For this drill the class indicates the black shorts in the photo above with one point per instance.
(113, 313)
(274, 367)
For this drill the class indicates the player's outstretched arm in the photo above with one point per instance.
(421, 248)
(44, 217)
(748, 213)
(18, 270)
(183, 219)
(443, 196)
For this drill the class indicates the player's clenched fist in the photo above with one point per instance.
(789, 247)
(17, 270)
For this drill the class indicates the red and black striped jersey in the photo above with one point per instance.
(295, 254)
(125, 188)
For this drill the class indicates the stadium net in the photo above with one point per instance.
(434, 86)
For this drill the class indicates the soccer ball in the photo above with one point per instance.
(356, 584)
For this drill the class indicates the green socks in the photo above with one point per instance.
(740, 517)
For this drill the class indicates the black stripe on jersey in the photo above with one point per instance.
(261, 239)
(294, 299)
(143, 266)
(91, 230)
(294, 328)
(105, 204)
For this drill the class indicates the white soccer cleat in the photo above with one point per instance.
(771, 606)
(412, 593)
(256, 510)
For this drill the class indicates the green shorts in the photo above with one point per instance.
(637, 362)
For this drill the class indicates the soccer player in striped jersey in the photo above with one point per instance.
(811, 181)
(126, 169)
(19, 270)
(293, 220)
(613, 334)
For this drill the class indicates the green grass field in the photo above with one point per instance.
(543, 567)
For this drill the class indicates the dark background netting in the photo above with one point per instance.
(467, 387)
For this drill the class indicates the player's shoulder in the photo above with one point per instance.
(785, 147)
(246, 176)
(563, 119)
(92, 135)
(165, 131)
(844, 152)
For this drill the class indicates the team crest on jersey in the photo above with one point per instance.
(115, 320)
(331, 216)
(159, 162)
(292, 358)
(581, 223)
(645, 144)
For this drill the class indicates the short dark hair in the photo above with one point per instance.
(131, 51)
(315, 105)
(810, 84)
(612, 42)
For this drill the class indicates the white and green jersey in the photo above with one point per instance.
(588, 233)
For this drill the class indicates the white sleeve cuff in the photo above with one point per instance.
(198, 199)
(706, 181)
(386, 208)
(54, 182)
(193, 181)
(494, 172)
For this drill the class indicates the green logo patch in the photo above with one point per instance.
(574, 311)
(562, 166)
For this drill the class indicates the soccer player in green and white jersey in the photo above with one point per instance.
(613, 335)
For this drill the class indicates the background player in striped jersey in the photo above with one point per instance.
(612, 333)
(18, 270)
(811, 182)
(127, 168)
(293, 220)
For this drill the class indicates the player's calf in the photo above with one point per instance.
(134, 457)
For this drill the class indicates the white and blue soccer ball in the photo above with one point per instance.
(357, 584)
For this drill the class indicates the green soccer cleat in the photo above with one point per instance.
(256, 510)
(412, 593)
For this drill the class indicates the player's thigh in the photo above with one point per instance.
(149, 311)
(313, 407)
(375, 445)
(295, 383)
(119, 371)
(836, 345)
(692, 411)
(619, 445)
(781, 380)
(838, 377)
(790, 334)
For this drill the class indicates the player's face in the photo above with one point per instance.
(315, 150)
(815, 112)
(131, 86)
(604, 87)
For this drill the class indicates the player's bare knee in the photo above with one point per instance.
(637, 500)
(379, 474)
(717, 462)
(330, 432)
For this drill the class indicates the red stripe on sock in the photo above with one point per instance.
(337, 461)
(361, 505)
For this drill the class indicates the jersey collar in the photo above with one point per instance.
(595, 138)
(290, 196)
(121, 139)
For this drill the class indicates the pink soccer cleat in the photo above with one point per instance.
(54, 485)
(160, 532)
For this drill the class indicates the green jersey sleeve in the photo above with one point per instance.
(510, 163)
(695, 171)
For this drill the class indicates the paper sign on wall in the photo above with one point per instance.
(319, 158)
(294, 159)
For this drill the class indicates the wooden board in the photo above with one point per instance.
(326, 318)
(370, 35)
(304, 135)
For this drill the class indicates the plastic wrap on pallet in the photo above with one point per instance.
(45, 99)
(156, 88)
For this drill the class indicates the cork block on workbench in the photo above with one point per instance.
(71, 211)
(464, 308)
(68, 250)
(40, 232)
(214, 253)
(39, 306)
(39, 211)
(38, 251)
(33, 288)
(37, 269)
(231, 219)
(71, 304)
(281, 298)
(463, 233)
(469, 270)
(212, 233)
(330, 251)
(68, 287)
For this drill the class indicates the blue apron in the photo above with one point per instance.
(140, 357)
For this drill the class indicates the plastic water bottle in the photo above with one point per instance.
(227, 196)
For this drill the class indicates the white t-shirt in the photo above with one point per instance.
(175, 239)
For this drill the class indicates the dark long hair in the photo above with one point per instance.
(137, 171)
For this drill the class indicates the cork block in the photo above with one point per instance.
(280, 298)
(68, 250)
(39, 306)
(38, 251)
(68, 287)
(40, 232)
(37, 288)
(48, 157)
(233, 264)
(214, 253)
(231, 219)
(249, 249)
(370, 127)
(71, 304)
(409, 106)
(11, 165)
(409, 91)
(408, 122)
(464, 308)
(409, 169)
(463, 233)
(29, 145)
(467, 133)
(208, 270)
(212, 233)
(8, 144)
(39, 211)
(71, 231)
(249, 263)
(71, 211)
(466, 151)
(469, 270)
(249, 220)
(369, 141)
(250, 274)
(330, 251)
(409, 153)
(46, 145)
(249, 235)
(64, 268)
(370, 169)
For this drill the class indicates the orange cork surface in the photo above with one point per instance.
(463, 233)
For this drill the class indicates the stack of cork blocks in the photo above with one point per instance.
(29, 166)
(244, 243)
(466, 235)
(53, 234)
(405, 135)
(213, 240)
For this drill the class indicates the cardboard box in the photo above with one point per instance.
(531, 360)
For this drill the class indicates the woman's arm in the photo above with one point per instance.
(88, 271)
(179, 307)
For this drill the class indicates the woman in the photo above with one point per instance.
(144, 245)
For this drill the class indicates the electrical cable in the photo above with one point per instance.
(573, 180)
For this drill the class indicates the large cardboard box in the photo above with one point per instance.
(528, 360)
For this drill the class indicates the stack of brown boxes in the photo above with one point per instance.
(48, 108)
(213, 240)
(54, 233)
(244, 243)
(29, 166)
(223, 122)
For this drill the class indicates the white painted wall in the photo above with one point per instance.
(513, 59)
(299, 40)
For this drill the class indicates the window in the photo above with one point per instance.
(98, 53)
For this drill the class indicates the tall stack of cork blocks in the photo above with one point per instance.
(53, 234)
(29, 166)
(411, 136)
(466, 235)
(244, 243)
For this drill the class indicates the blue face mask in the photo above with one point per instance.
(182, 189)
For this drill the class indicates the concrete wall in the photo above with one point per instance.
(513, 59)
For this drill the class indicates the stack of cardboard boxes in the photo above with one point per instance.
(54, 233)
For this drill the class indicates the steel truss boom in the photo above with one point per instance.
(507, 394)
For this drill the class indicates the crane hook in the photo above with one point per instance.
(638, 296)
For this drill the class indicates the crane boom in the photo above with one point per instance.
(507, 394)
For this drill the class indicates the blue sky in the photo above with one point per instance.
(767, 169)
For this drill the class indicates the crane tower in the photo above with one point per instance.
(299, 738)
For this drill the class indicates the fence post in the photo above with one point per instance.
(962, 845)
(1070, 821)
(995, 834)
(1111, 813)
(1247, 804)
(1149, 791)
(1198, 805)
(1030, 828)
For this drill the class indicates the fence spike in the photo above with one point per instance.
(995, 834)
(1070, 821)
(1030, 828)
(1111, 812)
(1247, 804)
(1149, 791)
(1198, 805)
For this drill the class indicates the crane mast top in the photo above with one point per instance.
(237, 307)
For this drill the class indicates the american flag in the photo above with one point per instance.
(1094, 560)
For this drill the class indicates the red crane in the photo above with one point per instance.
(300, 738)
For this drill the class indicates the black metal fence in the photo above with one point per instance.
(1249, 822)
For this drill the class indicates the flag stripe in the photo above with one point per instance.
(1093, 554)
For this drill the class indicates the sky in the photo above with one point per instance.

○ ○ ○

■ Work item ■
Type the data again exactly. Leave nothing out.

■ Exercise result ■
For this drill the class indicates the black shorts in the photo above with one point per instance.
(113, 313)
(274, 367)
For this drill the class indicates the player's outstretched arm in the photo above with one point per instance.
(421, 248)
(44, 217)
(748, 213)
(18, 270)
(183, 219)
(443, 196)
For this drill the class indicates the player's clenched fist in the photo above with one point per instance.
(789, 247)
(17, 270)
For this drill the class indicates the red and black striped jersey in the photo above with one point per instance.
(295, 254)
(125, 188)
For this drill the class indicates the stadium net in the photo above with one point per instance.
(434, 86)
For this drill the class indicates the soccer ball in the photo above with one point per instance.
(356, 584)
For this drill the class indicates the green socks in the photo above with one point per instance.
(740, 517)
For this drill the class indicates the black stripe on jersey in the photo above with one point per instance.
(261, 239)
(294, 299)
(143, 266)
(91, 230)
(294, 328)
(105, 204)
For this drill the class indicates the white soccer cleat in the photo above with one point per instance.
(771, 606)
(412, 593)
(256, 510)
For this drill the class indicates the green shorts in the photo above with one point per instance.
(637, 362)
For this drill the class indicates the soccer player in striped jersey in the photo above with one point per instance.
(811, 181)
(126, 169)
(19, 270)
(293, 220)
(613, 334)
For this drill the class indicates the green grass field in the photo above with one point per instance.
(543, 567)
For this drill the class indicates the dark background netting in the photo above with one point per instance.
(467, 387)
For this drill the class indicates the player's shoulder in the photo above with one point per instance.
(785, 147)
(246, 176)
(563, 119)
(92, 135)
(165, 131)
(844, 152)
For this drill the class indicates the team crest on jersey in the photo above with one point per instance.
(115, 320)
(331, 216)
(159, 162)
(292, 358)
(581, 223)
(645, 144)
For this drill the class indicates the short dark hair in the photo above with one point per instance.
(131, 51)
(315, 105)
(810, 84)
(612, 42)
For this drill the class indicates the white and green jersey in the photo above with one point per instance.
(588, 233)
For this drill the class indicates the white sleeve cuff in the photo above with one point per instance.
(198, 199)
(706, 181)
(386, 208)
(54, 182)
(193, 181)
(494, 172)
For this drill the class indicates the green logo patch in the photo above with one point per instance.
(574, 311)
(562, 166)
For this drill the class indicates the soccer player in green and white jersey in the photo above with one point per instance.
(613, 335)
For this drill the class indicates the background player in striped jersey in the photo above with one point per instance.
(612, 333)
(18, 270)
(811, 182)
(127, 168)
(293, 220)
For this drill the class indicates the player's calf in the photo above with one point per instance.
(134, 457)
For this drill the class indicates the white and blue soccer ball in the photo above with one point per instance.
(357, 584)
For this drill the class indicates the green soccer cleat in the photo above with one point per instance.
(256, 510)
(412, 593)
For this drill the class indicates the player's thigh in the photo above with one point per instance.
(149, 311)
(313, 407)
(375, 445)
(295, 383)
(119, 371)
(836, 345)
(692, 411)
(619, 445)
(781, 380)
(838, 377)
(790, 334)
For this drill the class indicates the player's face in the photo above with one point per instance.
(315, 150)
(815, 112)
(131, 86)
(604, 87)
For this drill the class indicates the player's bare knee in the photo above with one point per instance.
(637, 500)
(379, 474)
(717, 462)
(330, 432)
For this drill the class indicates the red stripe on sock in the photo above with one point per instance.
(337, 461)
(361, 505)
For this drill the class indicates the jersey collar in the photo above with one point per instance.
(595, 138)
(290, 196)
(121, 139)
For this drill the class indicates the pink soccer cleat in the photo above with one point per instance.
(54, 485)
(160, 532)
For this drill the class indicates the green jersey sleeve in the photo above with one point per instance.
(510, 163)
(695, 171)
For this drill the class indicates the paper sign on wall in the photo above with one point per instance.
(319, 158)
(294, 159)
For this drill the class indicates the wooden board in the photo above with one point per instance.
(326, 318)
(370, 35)
(304, 135)
For this drill the class indicates the plastic wrap on pallet in the photo above with one point per instance.
(45, 99)
(156, 88)
For this drill the class indicates the cork block on workbench in the photo above with one point per instance.
(71, 211)
(464, 308)
(68, 250)
(40, 232)
(214, 253)
(39, 306)
(39, 211)
(38, 251)
(33, 288)
(37, 269)
(231, 219)
(71, 304)
(281, 298)
(463, 233)
(469, 270)
(212, 233)
(330, 251)
(68, 287)
For this drill the class indicates the blue apron in the photo above with one point per instance.
(140, 357)
For this drill the class indicates the plastic water bottle in the photo above with one point per instance.
(227, 196)
For this drill the class indicates the white t-shirt in the photo above with one point per instance.
(175, 239)
For this drill the class indicates the dark long hair in the photo above with one point per instance.
(137, 171)
For this drill the class indicates the cork block in the photo above with one point per instance.
(280, 298)
(68, 250)
(39, 306)
(38, 251)
(68, 287)
(40, 232)
(37, 288)
(48, 157)
(233, 264)
(214, 253)
(231, 219)
(249, 249)
(370, 127)
(71, 304)
(409, 106)
(11, 165)
(409, 91)
(408, 122)
(464, 308)
(409, 169)
(463, 233)
(29, 145)
(467, 133)
(208, 270)
(212, 233)
(8, 144)
(39, 211)
(71, 231)
(249, 263)
(71, 211)
(466, 151)
(469, 270)
(249, 220)
(369, 141)
(250, 274)
(330, 251)
(409, 153)
(46, 145)
(249, 235)
(64, 268)
(370, 169)
For this drill the class indicates the orange cork surface in the photo above with one point per instance.
(463, 233)
For this drill the class indicates the stack of cork blocks in the photo above with one point per instance.
(29, 166)
(244, 243)
(466, 235)
(53, 234)
(405, 135)
(213, 240)
For this drill the class indicates the cardboard box in the photo above with one point per instance.
(531, 360)
For this drill the class indicates the woman's arm in the photo above with one point per instance.
(88, 271)
(179, 307)
For this drill the class indicates the woman in the photo above with one point per instance.
(144, 245)
For this drill the class indicates the electrical cable in the photo above with one point per instance.
(573, 180)
For this drill the class indicates the large cardboard box in the photo above with one point per instance.
(528, 360)
For this drill the class indicates the stack of brown boxes in the photo above with one point per instance.
(48, 108)
(213, 240)
(54, 233)
(244, 243)
(29, 166)
(223, 122)
For this drill the class indicates the white painted wall in the photo above with one point per instance.
(513, 59)
(299, 40)
For this drill the class indicates the window in the photo above with one point per instance.
(98, 53)
For this drill the class indicates the tall stack of cork blocks in the photo above with one point per instance.
(53, 234)
(29, 166)
(411, 136)
(466, 235)
(244, 243)
For this drill the class indicates the blue face mask in the photo above with one point per instance.
(182, 189)
For this drill the class indicates the concrete wall in the photo above with one point per instance.
(513, 59)
For this drill the class indicates the stack of cardboard boxes in the photo above with one point per instance.
(54, 233)
For this drill the class indicates the steel truss boom in the photo above with one point per instance.
(507, 394)
For this drill the class indicates the crane hook in the photo above with one point per instance.
(638, 296)
For this drill the class indicates the crane boom in the photo above with one point per instance.
(507, 394)
For this drill the class indicates the blue sky in the photo above with one point per instance.
(767, 169)
For this drill the class indicates the crane tower in the photo above with one point per instance.
(299, 738)
For this drill the class indicates the fence post in the photo above with one point per instance.
(962, 845)
(1070, 821)
(995, 834)
(1111, 813)
(1247, 804)
(1149, 791)
(1198, 805)
(1030, 828)
For this drill the class indicates the fence spike in the photo above with one point per instance.
(995, 834)
(1070, 821)
(1030, 828)
(1111, 812)
(1247, 804)
(1149, 791)
(1198, 805)
For this drill the class indicates the crane mast top in the photo above with one point per instance.
(237, 307)
For this drill the class indicates the american flag in the photo above with one point per instance.
(1094, 560)
For this drill the class indicates the red crane in the photo above with one point per instance.
(300, 738)
For this drill the class indicates the black metal fence in the photo above with one point per instance.
(1249, 822)
For this drill the class indicates the flag stripe in the photo above with one point per instance.
(1093, 554)
For this drill the class indicates the sky in the photo above with one point per instance.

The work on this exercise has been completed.